▶ [Tasks for this exercise]
1. In the essay on college mental health below, what does the writer's personal self-care plan lay out?
2. Carry on the essay on college mental health below, starting after its last sentence.

▶ [Document segment]
★ ★ ★ ★

I have always been a strong advocate for mental health awareness. Throughout high school, I have vehemently preached about the need for self-love keeping one’s self both physically and mentally healthy. Now, as a Psychology major in college, my passion for the topic has only kept growing.
I thought that leaving high school would mean I can have the chance to reinvent myself. I thought that if I could focus all my energy into being a completely new person, it could happen. But it doesn’t work like that; you can’t just get rid of your past; you have to work through them.
College can be a chance for reinvention, but it can also be a breeding ground for self-doubt and the manifestation of mental health issues. Last year, three students on campus committed suicide. While I do not know them enough to speculate on their reasoning, it’s hard to deny that the pressures that college comes with can be mentally and emotionally taxing.
I can’t call myself an expert on mental health. I’m still trying to figure it all out myself. But here are three tips that I learned recently that could be useful if you find yourself dealing with tough times.
Make a Self-Care Plan
All over the internet, there are a bunch of articles about self-care plans. This is because they are important and so very conducive to keeping yourself mentally healthy. Because college can be so stressful, having a plan to keep yourself mentally happy can be so crucial to your mental health.
The basis of self-care plans are to guide yourself through your day by doing and completing small tasks that will keep you healthy and relax. My personal self-care plan details my morning and evening routines that help me get ready for the day and relax myself at night.

★ ★ ★ ★

▶ [Provided records]
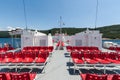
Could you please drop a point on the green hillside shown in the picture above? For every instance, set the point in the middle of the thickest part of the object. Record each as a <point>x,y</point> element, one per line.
<point>112,32</point>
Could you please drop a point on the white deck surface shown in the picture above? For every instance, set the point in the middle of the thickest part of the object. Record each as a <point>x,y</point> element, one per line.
<point>57,68</point>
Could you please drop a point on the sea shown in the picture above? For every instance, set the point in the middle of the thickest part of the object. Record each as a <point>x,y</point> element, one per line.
<point>16,42</point>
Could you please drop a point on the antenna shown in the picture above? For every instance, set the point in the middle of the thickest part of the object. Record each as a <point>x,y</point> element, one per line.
<point>60,24</point>
<point>96,15</point>
<point>25,15</point>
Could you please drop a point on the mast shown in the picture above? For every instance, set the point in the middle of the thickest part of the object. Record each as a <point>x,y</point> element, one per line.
<point>60,24</point>
<point>25,15</point>
<point>96,15</point>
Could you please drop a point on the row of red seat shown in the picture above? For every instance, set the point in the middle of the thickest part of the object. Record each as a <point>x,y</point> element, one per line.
<point>17,76</point>
<point>94,58</point>
<point>100,77</point>
<point>38,48</point>
<point>20,57</point>
<point>5,49</point>
<point>114,48</point>
<point>76,48</point>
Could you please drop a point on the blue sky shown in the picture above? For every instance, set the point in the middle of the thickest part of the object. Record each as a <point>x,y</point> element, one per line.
<point>44,14</point>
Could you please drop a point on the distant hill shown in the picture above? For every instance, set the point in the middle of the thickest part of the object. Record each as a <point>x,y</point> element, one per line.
<point>112,31</point>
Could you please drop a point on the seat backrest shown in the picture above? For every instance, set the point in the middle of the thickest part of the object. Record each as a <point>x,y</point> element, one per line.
<point>23,76</point>
<point>116,77</point>
<point>3,76</point>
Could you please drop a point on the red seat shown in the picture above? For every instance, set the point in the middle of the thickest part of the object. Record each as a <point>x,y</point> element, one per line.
<point>41,58</point>
<point>3,76</point>
<point>9,57</point>
<point>101,58</point>
<point>50,48</point>
<point>93,77</point>
<point>18,58</point>
<point>77,57</point>
<point>28,58</point>
<point>89,58</point>
<point>116,77</point>
<point>23,76</point>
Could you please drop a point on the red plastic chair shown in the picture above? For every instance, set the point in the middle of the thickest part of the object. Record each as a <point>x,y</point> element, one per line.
<point>18,57</point>
<point>3,76</point>
<point>9,57</point>
<point>89,58</point>
<point>23,76</point>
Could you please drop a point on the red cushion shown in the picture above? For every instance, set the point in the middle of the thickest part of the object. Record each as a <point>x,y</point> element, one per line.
<point>23,76</point>
<point>78,61</point>
<point>3,76</point>
<point>83,76</point>
<point>95,77</point>
<point>116,77</point>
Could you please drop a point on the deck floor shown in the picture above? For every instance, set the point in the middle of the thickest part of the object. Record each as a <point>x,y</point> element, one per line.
<point>58,68</point>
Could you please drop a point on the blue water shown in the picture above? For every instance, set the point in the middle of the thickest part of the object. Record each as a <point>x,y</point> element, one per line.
<point>14,42</point>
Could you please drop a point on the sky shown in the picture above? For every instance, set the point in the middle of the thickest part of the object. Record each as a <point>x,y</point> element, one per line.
<point>45,14</point>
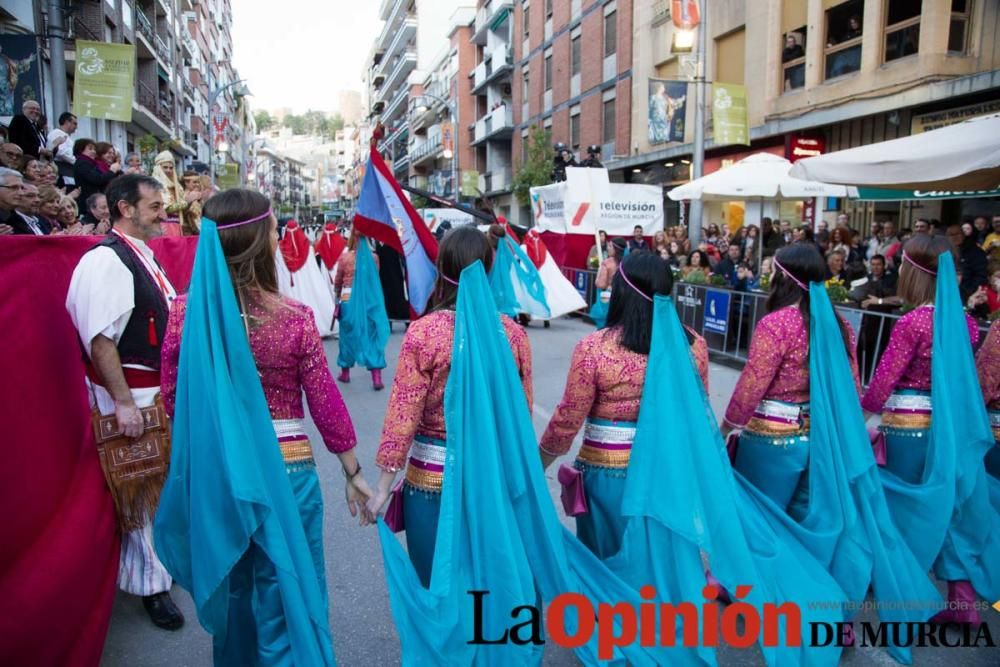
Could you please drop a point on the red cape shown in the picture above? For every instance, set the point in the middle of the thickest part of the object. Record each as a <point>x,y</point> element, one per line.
<point>295,247</point>
<point>330,245</point>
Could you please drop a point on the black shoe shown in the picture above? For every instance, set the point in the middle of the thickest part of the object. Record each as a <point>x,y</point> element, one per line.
<point>163,612</point>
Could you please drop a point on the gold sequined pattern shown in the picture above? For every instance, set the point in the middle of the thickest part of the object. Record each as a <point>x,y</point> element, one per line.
<point>425,480</point>
<point>605,458</point>
<point>296,451</point>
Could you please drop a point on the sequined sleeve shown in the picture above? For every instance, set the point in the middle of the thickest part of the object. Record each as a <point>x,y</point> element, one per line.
<point>763,361</point>
<point>410,386</point>
<point>170,354</point>
<point>577,401</point>
<point>326,405</point>
<point>699,350</point>
<point>897,357</point>
<point>988,365</point>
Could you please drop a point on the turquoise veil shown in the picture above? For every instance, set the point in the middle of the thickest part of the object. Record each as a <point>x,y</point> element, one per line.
<point>364,325</point>
<point>227,485</point>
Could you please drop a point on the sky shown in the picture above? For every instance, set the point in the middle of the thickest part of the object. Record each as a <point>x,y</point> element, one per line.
<point>302,53</point>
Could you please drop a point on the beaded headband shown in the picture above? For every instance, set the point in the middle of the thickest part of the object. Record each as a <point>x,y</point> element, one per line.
<point>260,217</point>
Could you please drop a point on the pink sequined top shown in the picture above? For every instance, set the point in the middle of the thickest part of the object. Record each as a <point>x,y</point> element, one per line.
<point>988,365</point>
<point>416,404</point>
<point>290,359</point>
<point>605,381</point>
<point>906,362</point>
<point>777,365</point>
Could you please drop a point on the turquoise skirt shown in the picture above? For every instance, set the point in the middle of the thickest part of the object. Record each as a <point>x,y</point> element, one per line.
<point>256,633</point>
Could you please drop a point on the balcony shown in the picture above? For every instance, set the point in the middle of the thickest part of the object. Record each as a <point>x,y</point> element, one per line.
<point>490,17</point>
<point>496,181</point>
<point>497,64</point>
<point>496,125</point>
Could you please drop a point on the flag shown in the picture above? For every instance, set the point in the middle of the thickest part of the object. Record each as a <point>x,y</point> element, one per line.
<point>385,214</point>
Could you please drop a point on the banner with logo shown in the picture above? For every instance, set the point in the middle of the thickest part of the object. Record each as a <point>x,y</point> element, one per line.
<point>20,73</point>
<point>104,84</point>
<point>667,109</point>
<point>556,208</point>
<point>729,114</point>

★ ★ ★ ★

▶ [Outputs by task]
1. It details the writer's morning and evening routines, which help with getting ready for the day and relaxing at night.

2.
- Get dressed in a way that makes me happy.
- Drink a cup of water before leaving the room.
- Leave the dorm twenty minutes before class starts.
- Listen to good music and take in the scenery on the walk. Don’t forget to breathe.
- Take a picture of the sky if it’s beautiful.
- Take a picture of campus if it’s beautiful.
- Knit, if I have time.
- Get dressed in comfortable pajamas.
- Facetime my boyfriend before bed.
You should definitely go visit How To Make A College Self-Care Plan (And A Look At Mine) for a more detailed guide on how to make a self-care plan! I used her’s as a model to format mine, so you should definitely check hers out too!
Even if making a plan like this seems like it’s too much, it is so important to at least have a method of de-stressing. In my freshman year, I had a plan for everything. From how to study to how to get an A in a specific class—I even had a plan on how to socialize with people. A lot of college students do this and get caught up in the rigor of college that they forget that there’s something a lot more important than their grade.
Have Someone to Talk To
I feel like every post on my blog is about my friends, but I would be so lost without them.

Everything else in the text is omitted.